* [DIRECTIONS]:
Within the entries below, count the lines that hold the string "tall" and give only that number.

* [SUPPLIED ENTRIES]:

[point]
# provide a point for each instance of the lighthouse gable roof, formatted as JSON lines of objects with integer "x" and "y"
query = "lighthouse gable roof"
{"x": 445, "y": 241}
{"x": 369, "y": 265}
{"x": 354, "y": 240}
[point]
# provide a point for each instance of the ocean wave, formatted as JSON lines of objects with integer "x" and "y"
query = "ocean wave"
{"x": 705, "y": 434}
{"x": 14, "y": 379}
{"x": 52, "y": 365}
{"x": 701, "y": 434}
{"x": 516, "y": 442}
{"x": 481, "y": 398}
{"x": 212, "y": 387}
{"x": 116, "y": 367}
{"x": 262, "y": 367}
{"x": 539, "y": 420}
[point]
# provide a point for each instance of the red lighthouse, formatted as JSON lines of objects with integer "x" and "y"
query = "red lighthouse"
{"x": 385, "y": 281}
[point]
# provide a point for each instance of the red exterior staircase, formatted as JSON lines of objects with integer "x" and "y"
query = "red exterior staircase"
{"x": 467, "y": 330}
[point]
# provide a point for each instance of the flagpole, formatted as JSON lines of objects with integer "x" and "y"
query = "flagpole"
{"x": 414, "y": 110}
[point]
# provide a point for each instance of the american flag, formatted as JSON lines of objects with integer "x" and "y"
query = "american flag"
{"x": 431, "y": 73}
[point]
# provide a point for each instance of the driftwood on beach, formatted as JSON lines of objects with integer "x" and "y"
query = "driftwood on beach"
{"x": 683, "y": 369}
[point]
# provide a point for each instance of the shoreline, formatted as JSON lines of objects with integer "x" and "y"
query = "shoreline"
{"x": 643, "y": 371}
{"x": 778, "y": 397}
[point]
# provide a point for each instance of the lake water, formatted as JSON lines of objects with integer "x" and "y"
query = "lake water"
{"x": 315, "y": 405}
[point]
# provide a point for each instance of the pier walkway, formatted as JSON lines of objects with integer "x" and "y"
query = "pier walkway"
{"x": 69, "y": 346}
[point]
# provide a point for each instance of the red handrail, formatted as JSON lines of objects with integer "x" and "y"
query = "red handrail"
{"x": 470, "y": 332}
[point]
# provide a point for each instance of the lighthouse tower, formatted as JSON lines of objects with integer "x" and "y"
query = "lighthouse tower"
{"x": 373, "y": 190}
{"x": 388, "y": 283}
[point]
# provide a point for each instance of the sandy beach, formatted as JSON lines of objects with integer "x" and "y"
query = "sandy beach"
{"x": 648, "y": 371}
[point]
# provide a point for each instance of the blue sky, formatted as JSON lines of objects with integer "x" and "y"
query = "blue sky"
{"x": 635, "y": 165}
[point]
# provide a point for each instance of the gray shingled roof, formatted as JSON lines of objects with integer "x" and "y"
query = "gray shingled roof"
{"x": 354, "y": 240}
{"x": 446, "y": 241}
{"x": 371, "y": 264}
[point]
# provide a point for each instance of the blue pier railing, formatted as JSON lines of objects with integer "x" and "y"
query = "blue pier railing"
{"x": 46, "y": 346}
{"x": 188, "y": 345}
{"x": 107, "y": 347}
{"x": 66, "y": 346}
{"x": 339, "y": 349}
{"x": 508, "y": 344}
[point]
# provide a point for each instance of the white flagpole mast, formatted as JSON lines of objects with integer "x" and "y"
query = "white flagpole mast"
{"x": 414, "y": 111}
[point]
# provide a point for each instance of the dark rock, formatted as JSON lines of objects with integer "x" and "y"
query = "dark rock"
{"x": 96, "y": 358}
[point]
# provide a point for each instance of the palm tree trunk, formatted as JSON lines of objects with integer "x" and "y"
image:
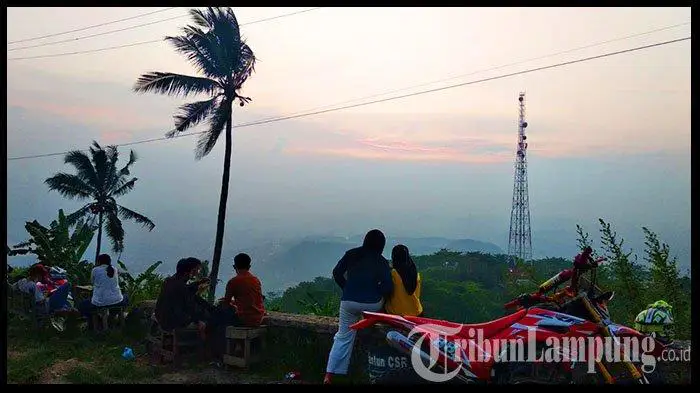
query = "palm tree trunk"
{"x": 99, "y": 238}
{"x": 221, "y": 221}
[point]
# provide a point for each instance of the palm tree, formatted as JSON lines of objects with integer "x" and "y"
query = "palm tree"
{"x": 213, "y": 45}
{"x": 99, "y": 179}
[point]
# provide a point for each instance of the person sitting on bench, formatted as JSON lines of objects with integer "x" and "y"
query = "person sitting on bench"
{"x": 244, "y": 294}
{"x": 53, "y": 300}
{"x": 105, "y": 288}
{"x": 242, "y": 305}
{"x": 178, "y": 304}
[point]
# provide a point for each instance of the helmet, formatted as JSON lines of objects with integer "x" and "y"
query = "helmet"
{"x": 661, "y": 305}
{"x": 657, "y": 321}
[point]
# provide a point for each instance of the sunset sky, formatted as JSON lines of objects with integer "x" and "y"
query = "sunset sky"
{"x": 608, "y": 138}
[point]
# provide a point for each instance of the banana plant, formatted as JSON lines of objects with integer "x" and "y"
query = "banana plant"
{"x": 145, "y": 286}
{"x": 57, "y": 246}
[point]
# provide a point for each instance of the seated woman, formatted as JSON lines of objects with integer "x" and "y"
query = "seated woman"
{"x": 105, "y": 288}
{"x": 178, "y": 304}
{"x": 405, "y": 298}
{"x": 52, "y": 300}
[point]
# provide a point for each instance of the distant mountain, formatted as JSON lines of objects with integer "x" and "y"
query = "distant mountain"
{"x": 280, "y": 265}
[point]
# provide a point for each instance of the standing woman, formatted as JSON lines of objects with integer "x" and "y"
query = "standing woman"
{"x": 365, "y": 278}
{"x": 405, "y": 298}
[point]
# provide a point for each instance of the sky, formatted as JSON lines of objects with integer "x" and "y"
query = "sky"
{"x": 608, "y": 138}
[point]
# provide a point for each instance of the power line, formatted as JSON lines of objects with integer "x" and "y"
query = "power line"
{"x": 90, "y": 27}
{"x": 294, "y": 116}
{"x": 497, "y": 67}
{"x": 96, "y": 34}
{"x": 146, "y": 42}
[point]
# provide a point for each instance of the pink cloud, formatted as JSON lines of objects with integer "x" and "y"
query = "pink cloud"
{"x": 93, "y": 114}
{"x": 115, "y": 137}
{"x": 374, "y": 148}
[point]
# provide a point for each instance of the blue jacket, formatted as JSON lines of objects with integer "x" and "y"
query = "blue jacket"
{"x": 364, "y": 276}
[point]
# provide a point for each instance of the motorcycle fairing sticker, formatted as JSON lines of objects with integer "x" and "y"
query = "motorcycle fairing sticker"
{"x": 557, "y": 319}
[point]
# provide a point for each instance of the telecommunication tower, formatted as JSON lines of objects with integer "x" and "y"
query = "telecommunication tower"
{"x": 519, "y": 240}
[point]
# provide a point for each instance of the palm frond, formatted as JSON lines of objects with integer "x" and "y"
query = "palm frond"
{"x": 78, "y": 214}
{"x": 128, "y": 214}
{"x": 100, "y": 159}
{"x": 199, "y": 18}
{"x": 69, "y": 186}
{"x": 83, "y": 166}
{"x": 132, "y": 159}
{"x": 124, "y": 188}
{"x": 217, "y": 122}
{"x": 175, "y": 84}
{"x": 112, "y": 177}
{"x": 245, "y": 68}
{"x": 192, "y": 114}
{"x": 199, "y": 50}
{"x": 115, "y": 231}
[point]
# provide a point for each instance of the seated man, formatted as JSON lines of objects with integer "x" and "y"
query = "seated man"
{"x": 52, "y": 299}
{"x": 178, "y": 304}
{"x": 244, "y": 293}
{"x": 241, "y": 306}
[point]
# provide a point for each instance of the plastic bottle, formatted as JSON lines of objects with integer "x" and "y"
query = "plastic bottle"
{"x": 128, "y": 353}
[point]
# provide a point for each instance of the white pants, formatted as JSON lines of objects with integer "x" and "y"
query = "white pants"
{"x": 350, "y": 312}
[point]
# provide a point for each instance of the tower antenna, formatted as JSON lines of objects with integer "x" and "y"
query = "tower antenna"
{"x": 519, "y": 239}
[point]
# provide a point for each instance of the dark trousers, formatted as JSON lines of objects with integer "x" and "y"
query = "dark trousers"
{"x": 86, "y": 307}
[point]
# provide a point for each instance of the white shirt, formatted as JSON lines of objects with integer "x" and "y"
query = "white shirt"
{"x": 105, "y": 289}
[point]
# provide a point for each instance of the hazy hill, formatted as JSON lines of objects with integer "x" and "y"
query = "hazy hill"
{"x": 283, "y": 264}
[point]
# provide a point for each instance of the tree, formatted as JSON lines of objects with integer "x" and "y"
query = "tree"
{"x": 213, "y": 45}
{"x": 97, "y": 178}
{"x": 665, "y": 282}
{"x": 624, "y": 273}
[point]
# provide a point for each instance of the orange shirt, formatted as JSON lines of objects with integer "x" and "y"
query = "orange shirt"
{"x": 246, "y": 291}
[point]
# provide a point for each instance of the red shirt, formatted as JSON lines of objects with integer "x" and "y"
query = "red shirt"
{"x": 246, "y": 291}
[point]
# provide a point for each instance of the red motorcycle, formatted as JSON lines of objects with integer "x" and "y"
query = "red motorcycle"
{"x": 549, "y": 339}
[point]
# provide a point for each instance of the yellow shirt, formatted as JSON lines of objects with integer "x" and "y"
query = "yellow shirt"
{"x": 400, "y": 302}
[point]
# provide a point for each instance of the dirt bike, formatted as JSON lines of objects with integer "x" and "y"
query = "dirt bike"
{"x": 456, "y": 350}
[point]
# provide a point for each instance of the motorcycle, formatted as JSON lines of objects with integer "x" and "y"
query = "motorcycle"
{"x": 443, "y": 351}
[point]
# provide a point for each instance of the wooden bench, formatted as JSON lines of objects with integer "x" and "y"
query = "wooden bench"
{"x": 244, "y": 345}
{"x": 106, "y": 318}
{"x": 169, "y": 346}
{"x": 25, "y": 306}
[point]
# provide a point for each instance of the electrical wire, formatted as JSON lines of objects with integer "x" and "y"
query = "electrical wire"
{"x": 294, "y": 116}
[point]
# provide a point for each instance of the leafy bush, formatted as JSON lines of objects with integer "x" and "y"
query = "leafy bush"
{"x": 145, "y": 286}
{"x": 57, "y": 246}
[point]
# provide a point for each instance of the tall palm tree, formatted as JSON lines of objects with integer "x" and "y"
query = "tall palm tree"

* [ANSWER SPACE]:
2